Brief: Locate the line containing "Target = blinker", then please write out that line and all the lines below it in the entries exactly.

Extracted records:
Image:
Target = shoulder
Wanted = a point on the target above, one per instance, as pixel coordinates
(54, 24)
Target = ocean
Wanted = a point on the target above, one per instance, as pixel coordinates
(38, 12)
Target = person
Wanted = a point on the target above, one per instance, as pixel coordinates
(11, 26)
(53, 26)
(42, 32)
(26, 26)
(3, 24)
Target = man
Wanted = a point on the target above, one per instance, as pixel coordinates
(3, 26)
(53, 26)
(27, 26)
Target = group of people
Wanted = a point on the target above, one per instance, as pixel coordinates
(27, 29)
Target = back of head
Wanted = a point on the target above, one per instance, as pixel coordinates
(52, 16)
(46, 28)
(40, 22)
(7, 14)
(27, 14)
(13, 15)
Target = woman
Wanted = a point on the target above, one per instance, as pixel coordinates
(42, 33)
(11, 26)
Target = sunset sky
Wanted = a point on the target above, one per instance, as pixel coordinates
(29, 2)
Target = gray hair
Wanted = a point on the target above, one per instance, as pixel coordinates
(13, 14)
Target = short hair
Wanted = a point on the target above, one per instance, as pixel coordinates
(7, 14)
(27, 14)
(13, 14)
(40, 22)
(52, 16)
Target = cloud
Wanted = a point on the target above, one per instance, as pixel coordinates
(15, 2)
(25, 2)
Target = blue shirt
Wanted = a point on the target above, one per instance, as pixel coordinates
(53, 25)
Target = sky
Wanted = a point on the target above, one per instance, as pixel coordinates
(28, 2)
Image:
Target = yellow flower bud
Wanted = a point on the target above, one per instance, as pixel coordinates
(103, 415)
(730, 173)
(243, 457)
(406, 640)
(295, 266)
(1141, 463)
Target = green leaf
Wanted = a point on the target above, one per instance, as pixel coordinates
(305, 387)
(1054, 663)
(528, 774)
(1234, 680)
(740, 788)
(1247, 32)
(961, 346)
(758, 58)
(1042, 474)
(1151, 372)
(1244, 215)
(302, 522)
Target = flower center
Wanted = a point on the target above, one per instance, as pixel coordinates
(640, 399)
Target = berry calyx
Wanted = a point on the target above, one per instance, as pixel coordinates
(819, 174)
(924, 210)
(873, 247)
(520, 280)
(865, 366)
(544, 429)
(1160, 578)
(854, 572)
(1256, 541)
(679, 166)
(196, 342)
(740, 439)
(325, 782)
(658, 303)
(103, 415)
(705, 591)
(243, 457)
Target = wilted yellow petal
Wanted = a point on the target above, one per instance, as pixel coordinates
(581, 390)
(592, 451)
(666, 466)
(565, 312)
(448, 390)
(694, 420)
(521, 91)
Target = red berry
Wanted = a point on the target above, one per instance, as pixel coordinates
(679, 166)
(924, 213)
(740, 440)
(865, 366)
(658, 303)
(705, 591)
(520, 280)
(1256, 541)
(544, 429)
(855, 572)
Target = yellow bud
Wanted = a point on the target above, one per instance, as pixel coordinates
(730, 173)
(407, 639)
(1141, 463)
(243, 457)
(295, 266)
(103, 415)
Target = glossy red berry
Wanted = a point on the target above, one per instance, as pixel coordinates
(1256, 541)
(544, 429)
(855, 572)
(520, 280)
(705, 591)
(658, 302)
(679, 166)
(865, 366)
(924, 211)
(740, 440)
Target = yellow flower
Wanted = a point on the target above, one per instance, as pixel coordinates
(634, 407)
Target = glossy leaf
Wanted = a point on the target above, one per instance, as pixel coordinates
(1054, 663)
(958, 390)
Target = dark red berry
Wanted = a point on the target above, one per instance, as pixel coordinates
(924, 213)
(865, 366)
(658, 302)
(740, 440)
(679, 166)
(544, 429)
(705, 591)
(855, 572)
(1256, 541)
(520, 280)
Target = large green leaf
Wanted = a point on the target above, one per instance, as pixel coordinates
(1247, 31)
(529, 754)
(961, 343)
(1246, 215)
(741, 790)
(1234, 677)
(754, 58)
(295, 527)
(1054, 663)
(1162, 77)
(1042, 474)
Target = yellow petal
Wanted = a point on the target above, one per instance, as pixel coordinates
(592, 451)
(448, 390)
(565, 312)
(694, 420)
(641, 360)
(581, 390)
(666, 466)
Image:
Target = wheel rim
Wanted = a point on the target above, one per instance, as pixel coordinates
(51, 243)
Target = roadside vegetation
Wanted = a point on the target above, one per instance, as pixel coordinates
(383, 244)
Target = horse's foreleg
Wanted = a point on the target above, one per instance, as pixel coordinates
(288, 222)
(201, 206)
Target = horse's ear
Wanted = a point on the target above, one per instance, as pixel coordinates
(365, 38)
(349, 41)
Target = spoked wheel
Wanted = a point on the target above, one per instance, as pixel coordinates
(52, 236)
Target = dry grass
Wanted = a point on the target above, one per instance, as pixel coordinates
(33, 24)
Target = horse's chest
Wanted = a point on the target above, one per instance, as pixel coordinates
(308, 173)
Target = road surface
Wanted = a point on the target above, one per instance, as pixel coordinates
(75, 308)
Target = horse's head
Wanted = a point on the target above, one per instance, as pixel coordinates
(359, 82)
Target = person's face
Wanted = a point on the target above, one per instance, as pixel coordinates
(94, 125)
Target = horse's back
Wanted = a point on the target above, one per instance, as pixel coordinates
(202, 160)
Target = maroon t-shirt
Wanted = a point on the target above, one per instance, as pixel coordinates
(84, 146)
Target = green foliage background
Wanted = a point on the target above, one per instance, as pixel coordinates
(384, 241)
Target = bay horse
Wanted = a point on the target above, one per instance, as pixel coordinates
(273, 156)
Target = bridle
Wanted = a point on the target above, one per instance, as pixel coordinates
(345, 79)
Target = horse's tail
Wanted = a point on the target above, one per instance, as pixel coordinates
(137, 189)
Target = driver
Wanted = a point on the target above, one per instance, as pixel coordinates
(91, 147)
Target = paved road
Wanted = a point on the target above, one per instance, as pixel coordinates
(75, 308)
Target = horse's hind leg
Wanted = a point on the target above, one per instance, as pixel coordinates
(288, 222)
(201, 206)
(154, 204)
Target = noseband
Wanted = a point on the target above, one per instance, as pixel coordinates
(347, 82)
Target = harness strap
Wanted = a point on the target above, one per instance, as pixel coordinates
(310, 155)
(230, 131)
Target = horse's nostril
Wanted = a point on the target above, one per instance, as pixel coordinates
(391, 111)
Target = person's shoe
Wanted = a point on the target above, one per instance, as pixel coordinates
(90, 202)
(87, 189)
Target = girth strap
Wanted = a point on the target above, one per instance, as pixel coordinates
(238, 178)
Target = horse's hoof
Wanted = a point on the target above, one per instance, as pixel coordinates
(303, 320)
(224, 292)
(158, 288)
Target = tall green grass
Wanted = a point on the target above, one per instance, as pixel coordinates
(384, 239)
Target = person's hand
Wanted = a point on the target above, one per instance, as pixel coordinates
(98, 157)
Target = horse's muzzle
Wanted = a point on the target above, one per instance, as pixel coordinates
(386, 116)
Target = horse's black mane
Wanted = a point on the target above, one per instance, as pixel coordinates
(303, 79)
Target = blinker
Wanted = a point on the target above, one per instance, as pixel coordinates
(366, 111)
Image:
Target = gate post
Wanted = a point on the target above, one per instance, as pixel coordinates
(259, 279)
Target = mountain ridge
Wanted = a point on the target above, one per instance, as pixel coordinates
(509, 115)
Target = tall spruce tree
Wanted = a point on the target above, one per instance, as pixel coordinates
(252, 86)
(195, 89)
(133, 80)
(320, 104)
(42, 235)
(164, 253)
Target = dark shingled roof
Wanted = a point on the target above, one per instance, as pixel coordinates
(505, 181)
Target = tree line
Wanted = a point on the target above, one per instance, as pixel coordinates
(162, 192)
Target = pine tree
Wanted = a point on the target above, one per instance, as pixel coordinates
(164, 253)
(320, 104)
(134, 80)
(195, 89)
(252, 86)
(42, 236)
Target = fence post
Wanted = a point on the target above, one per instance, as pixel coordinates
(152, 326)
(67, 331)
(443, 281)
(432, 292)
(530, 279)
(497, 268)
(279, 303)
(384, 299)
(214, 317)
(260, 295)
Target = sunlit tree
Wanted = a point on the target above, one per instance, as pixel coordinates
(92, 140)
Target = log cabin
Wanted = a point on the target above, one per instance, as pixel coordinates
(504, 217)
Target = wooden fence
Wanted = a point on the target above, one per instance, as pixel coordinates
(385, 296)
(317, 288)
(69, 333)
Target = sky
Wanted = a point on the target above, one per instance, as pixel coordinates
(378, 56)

Result below:
Target = blinker
Wanted = a point on the target above, one per instance, as pixel coordinates
(366, 111)
Image:
Target = gate post
Wanted = a point on the target above, one per instance, as pixel coordinates
(259, 279)
Target = mountain ridge
Wanted = a point on the target above, one per instance, as pixel coordinates
(509, 115)
Target = tall spruce tree
Wanted = a point on the target above, one per instance, as pixel coordinates
(252, 86)
(195, 89)
(133, 80)
(320, 104)
(42, 235)
(164, 253)
Target = dark shingled roof
Wanted = a point on the target above, one per instance, as pixel coordinates
(505, 181)
Target = tree line
Wanted = a point on the target above, one per instance, as pixel coordinates
(162, 192)
Target = pine tree
Wanted = a point on the target above, one per instance, as pixel coordinates
(164, 253)
(320, 104)
(134, 80)
(195, 89)
(252, 86)
(42, 236)
Target = fence post
Wanted = a point on the target above, one per instance, as pixel coordinates
(152, 326)
(67, 331)
(443, 281)
(432, 292)
(530, 279)
(497, 268)
(279, 303)
(384, 299)
(214, 317)
(260, 295)
Target = sunlit tree
Wanted = a point on the target above, one per instance, as pixel coordinates
(92, 140)
Target = log cabin
Wanted = a point on the target above, one per instance, as pixel coordinates
(504, 217)
Target = wooden fence
Wanted = a point on the target above, one per instance, as pixel coordinates
(385, 296)
(317, 288)
(69, 333)
Target = sky
Wanted = a point on the target above, one per instance, as pixel coordinates
(378, 56)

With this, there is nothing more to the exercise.